[SHORT EXERCISE] Reproduce the listing below verbatim, covering the stretch from the line that contains "TARGET = blue sky" through the line that contains "column 10, row 123", both included.

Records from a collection
_ _ _ _ _

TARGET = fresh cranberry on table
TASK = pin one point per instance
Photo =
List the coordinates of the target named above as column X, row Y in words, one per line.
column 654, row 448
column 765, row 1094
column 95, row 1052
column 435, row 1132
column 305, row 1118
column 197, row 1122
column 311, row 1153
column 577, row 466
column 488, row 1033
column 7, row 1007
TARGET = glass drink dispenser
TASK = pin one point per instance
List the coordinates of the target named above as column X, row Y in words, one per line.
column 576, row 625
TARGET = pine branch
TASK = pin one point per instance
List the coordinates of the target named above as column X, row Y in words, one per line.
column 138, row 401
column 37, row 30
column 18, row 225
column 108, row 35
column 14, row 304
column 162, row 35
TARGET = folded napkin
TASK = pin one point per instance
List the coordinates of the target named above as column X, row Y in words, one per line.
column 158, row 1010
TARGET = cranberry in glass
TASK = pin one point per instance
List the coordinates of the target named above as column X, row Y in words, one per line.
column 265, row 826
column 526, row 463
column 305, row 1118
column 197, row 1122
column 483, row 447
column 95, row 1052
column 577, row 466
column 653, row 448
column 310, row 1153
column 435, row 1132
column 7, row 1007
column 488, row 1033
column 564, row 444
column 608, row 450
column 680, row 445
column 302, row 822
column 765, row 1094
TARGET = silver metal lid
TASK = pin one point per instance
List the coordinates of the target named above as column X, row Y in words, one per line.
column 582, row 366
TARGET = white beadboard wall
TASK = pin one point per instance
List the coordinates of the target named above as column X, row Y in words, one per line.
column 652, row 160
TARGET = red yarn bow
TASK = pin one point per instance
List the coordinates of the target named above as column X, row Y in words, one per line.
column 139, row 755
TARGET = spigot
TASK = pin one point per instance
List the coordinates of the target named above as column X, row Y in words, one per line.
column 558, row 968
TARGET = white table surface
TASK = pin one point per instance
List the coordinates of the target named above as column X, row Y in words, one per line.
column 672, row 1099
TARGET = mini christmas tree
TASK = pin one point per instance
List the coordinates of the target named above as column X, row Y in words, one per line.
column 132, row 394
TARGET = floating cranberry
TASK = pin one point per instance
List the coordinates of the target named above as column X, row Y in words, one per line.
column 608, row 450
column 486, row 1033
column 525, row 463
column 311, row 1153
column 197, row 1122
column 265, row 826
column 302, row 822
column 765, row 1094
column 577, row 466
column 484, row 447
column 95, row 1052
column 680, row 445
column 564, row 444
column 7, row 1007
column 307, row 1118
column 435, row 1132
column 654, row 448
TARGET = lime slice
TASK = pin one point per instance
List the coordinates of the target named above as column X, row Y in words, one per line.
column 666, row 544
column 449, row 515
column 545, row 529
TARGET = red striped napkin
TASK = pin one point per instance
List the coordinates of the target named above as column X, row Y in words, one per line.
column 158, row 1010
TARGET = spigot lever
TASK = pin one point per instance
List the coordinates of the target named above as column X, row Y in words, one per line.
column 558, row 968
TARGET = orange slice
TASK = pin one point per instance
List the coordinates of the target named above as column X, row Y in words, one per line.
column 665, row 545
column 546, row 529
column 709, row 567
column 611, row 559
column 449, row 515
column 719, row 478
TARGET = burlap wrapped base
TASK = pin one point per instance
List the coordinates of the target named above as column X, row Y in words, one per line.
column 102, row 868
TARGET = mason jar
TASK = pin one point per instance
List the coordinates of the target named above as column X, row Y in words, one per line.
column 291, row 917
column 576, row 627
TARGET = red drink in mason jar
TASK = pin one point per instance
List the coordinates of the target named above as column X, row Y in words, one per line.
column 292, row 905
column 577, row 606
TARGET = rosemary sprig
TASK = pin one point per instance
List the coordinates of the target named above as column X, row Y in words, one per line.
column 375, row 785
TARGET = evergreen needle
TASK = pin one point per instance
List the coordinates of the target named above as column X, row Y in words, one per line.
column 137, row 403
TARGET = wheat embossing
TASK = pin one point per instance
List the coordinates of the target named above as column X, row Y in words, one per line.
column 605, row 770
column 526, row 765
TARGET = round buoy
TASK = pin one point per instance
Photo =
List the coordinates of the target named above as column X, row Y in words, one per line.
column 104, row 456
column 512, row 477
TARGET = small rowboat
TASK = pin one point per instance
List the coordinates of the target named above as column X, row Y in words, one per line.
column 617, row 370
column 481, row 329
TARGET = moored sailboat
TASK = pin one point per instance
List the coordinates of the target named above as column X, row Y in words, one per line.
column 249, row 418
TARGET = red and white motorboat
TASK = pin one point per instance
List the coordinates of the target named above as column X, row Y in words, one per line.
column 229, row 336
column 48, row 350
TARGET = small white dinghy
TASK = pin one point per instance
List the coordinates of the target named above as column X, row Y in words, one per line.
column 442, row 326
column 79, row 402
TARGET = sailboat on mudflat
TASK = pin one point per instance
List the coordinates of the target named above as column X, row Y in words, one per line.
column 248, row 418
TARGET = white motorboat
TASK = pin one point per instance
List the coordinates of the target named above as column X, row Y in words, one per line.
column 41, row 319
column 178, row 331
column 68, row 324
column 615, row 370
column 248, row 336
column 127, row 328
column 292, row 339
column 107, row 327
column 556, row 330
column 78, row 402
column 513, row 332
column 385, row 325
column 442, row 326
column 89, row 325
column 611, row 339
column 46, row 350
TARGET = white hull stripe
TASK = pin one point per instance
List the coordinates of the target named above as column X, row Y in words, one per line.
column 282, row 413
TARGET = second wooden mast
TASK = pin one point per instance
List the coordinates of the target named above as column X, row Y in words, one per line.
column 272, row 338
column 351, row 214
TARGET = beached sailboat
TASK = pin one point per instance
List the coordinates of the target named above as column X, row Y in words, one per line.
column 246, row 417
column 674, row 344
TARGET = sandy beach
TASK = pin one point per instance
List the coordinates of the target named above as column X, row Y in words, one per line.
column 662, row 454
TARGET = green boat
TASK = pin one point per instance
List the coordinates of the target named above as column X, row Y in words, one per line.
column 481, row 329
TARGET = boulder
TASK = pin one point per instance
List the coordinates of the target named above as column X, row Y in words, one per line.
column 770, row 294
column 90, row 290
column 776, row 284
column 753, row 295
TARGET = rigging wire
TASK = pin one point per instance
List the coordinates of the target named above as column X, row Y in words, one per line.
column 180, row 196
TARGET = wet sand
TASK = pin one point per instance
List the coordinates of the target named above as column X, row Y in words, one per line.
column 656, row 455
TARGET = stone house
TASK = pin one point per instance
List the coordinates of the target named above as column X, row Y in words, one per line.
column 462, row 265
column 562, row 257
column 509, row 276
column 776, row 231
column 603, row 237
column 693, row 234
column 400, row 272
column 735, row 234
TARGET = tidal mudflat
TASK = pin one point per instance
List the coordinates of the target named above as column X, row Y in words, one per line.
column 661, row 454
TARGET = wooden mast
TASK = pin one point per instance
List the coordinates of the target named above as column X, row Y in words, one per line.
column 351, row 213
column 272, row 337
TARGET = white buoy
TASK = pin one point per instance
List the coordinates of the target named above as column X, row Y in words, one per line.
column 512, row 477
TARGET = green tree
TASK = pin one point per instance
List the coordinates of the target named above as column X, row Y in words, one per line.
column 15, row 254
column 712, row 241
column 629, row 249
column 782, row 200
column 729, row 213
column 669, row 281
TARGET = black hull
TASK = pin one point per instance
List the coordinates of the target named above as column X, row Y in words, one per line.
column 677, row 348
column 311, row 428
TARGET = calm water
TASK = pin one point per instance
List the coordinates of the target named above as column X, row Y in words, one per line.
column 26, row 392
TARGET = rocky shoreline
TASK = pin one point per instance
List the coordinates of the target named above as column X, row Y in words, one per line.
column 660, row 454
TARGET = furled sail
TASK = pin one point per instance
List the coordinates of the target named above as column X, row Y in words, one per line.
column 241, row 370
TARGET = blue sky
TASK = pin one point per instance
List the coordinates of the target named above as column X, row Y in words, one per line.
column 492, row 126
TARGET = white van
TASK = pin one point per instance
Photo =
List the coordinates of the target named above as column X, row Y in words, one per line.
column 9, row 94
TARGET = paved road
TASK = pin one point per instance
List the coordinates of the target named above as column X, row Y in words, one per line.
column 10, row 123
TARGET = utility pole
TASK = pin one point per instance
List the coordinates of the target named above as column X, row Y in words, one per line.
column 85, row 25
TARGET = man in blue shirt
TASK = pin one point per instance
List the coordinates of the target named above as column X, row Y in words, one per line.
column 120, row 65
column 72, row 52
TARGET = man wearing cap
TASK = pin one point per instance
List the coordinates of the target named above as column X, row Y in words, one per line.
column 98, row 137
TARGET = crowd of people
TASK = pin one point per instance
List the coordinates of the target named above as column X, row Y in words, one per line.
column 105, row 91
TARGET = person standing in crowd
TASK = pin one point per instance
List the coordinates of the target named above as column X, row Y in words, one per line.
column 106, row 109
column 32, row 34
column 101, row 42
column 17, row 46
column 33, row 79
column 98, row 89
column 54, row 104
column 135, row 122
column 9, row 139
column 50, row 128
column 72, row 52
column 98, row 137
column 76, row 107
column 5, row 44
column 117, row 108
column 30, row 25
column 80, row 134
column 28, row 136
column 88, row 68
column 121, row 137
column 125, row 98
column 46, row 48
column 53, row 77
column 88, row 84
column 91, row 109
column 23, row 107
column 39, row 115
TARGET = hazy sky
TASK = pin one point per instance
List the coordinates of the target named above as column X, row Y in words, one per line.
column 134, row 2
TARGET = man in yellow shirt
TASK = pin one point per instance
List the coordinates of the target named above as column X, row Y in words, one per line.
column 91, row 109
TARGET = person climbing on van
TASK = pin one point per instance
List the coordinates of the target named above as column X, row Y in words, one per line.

_ _ _ _ _

[OUTPUT OF THE EXERCISE]
TARGET = blue sky
TASK = pin one point per instance
List the coordinates of the target named above as column X, row Y in words, one per line.
column 492, row 126
TARGET = white van
TASK = pin one point per instance
Photo =
List the coordinates of the target named above as column X, row Y in words, one per line.
column 9, row 94
TARGET = paved road
TASK = pin one point per instance
List the coordinates of the target named above as column X, row Y in words, one per line.
column 10, row 123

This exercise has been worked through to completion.